══ GIVEN ENTRIES ══

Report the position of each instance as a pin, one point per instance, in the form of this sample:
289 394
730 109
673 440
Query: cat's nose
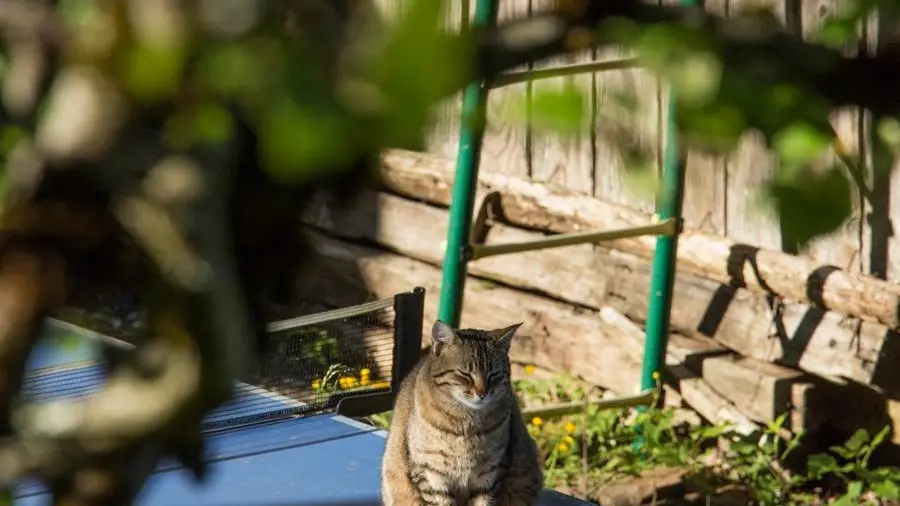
478 388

═══

Find each line in the rows above that contains the string "point" and copy it out. Case counts.

* WRITTEN RESPONSE:
Report the position of each instance as a pin, one point per instance, in the form of this sample:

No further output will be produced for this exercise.